▶ [TASK GOAL]: Would you print the full listing word for word?
= = = = =
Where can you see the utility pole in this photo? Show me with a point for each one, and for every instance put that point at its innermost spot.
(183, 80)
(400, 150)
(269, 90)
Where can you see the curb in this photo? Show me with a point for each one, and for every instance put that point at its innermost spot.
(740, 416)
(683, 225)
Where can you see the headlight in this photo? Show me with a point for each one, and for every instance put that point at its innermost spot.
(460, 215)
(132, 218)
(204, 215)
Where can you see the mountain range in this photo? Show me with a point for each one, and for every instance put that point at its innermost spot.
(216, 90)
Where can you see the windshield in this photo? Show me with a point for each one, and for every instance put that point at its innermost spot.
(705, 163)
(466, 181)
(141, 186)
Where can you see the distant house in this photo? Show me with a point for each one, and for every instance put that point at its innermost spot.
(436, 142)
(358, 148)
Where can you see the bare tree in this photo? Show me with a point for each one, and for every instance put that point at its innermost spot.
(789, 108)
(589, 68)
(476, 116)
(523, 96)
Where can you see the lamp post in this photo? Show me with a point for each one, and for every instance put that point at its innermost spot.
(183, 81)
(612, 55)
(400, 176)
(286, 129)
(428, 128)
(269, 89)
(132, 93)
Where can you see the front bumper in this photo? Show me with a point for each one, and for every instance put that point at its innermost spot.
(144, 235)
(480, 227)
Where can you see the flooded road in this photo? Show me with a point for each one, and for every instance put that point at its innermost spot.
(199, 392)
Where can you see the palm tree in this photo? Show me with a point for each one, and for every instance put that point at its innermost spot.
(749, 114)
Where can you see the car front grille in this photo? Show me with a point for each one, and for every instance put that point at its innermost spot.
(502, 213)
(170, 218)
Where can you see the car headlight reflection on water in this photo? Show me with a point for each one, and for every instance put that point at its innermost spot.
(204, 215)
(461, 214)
= = = = =
▶ [WRITTEN REPLY]:
Where can you see the utility pole in this photo? Show me with a point for each one, and for every instance put that point at its innermost spot.
(183, 80)
(400, 150)
(269, 90)
Where can you see the curb in this photo? Show me with a point for each one, and for every instance put that point at its innermost spot.
(740, 416)
(683, 225)
Where can you see the headlight in this photo? Show me with a point for each one, and for every instance put that point at its innermost spot.
(460, 215)
(132, 218)
(204, 215)
Where can you see the mountain range in this photo? Show me with a point for each one, and for every instance put that point at its innermost spot.
(216, 90)
Where can you see the windshield in this photo? Show me with a point for each one, and for every instance put that point at its innermost spot.
(705, 163)
(466, 181)
(141, 186)
Where can you see the distant house in this photo? Show me with a point for each one, and for every instance put that point at its innermost spot.
(436, 142)
(358, 148)
Where can you see the bare tree in this photo? Show me with a point for each one, and for every instance put that point at its innermost spot.
(789, 108)
(589, 68)
(476, 116)
(523, 96)
Where can you see the lamp post in this photo? Show me with a point for each one, and for every instance put that point at its innermost spot.
(183, 81)
(612, 55)
(400, 176)
(286, 129)
(428, 128)
(269, 89)
(132, 93)
Where can you see the front bumper in this photo? Show me with a point for each one, and for every instance put that point at its innermost spot.
(144, 235)
(480, 227)
Where can you see the flooded road in this photo? Show me with a point for each one, and for every instance put that point at its innermost spot.
(199, 392)
Where can you see the palm tree in this photo? Show me with a point for each one, and for every instance put that point at its innermost spot.
(749, 114)
Where can you see the car front grille in this photo? Show me with a point for each one, and for every instance put that point at its innermost spot.
(502, 213)
(170, 218)
Where can you see the car headlight reflection on water in this photo? Show me with a point for each one, and for every instance put that point at its innermost spot.
(204, 215)
(461, 214)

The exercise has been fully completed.